Bounding-box records
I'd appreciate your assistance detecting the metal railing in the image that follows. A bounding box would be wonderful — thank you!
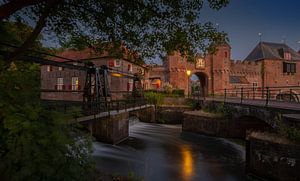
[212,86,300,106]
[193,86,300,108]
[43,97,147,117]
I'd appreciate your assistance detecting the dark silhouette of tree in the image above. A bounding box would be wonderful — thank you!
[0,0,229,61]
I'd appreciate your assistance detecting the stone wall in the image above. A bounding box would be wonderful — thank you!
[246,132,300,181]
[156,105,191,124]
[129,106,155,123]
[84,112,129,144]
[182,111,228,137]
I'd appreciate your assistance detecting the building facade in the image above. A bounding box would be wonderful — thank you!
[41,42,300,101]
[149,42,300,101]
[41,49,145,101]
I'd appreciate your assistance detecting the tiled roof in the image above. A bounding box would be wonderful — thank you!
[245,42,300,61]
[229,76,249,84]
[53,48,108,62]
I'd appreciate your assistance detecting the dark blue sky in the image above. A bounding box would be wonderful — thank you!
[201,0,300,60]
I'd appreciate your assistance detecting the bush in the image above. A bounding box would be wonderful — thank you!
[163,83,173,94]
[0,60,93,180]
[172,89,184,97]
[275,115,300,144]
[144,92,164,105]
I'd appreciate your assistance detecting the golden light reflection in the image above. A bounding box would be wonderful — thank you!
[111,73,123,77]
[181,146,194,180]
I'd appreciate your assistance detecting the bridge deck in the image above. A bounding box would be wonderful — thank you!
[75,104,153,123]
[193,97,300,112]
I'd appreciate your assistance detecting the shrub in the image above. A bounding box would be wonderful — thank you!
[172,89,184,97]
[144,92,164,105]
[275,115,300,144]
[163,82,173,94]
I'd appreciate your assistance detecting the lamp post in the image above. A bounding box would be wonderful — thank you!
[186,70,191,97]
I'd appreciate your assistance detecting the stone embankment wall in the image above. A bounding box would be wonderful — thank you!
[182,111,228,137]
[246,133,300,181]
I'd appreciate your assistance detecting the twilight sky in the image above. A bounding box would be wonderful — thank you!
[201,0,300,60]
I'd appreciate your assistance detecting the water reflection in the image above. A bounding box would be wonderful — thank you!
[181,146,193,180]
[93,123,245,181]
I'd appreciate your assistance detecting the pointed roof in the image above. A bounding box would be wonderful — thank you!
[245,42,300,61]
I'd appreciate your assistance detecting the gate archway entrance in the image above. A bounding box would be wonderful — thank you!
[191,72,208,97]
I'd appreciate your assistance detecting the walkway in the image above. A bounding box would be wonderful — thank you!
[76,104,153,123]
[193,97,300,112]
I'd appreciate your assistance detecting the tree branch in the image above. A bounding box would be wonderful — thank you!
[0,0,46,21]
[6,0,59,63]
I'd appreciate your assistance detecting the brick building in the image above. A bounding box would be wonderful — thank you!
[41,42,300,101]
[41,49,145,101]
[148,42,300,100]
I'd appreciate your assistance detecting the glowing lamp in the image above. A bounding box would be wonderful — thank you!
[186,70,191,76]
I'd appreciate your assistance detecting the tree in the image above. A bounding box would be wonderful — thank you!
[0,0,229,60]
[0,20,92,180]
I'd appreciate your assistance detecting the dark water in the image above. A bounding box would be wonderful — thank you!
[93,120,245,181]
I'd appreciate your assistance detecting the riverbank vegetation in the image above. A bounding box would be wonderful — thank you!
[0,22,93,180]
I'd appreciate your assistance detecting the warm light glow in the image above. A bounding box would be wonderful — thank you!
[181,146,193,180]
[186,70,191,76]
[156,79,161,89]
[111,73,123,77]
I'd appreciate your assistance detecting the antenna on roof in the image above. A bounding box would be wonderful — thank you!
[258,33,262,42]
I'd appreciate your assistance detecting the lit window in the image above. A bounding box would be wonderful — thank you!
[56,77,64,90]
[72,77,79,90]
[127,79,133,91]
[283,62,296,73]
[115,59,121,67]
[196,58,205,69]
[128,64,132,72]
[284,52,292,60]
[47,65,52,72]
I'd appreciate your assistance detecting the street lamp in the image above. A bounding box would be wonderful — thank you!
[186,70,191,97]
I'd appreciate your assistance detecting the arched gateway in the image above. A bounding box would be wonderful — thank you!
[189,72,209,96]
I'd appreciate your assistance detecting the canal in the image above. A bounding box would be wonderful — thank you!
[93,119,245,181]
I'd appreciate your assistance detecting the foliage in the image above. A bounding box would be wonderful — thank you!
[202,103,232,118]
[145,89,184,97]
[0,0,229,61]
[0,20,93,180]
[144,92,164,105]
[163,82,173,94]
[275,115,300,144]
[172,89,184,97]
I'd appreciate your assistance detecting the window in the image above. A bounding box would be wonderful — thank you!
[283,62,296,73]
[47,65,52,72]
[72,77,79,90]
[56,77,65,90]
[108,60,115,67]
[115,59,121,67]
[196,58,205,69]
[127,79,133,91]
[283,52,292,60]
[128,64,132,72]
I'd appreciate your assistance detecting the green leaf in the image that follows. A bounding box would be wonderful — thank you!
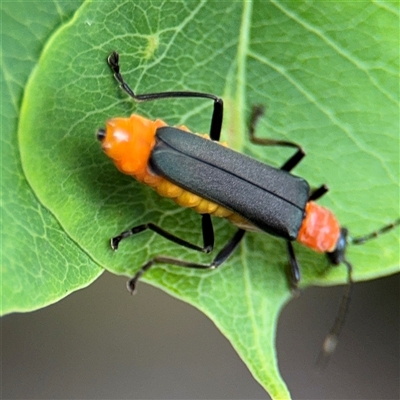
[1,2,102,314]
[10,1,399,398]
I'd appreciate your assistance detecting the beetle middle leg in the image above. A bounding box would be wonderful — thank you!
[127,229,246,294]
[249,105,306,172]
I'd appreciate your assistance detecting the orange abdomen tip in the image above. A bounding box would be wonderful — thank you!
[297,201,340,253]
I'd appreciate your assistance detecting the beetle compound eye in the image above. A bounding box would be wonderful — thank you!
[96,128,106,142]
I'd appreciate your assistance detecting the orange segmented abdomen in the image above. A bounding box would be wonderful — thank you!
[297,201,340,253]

#### DIRECTIONS FOR THIS TASK:
Copy the rows from the very first line through the line with "[43,97,147,117]", wording and all, and shift every box coordinate up by 123. Leave the picture out.

#### SOLUTION TO THE PROBLEM:
I'd appreciate your assistance detecting the metal railing in the image that follows. A bounding box would be wonderful — thank you!
[335,209,423,229]
[316,209,423,231]
[166,220,270,240]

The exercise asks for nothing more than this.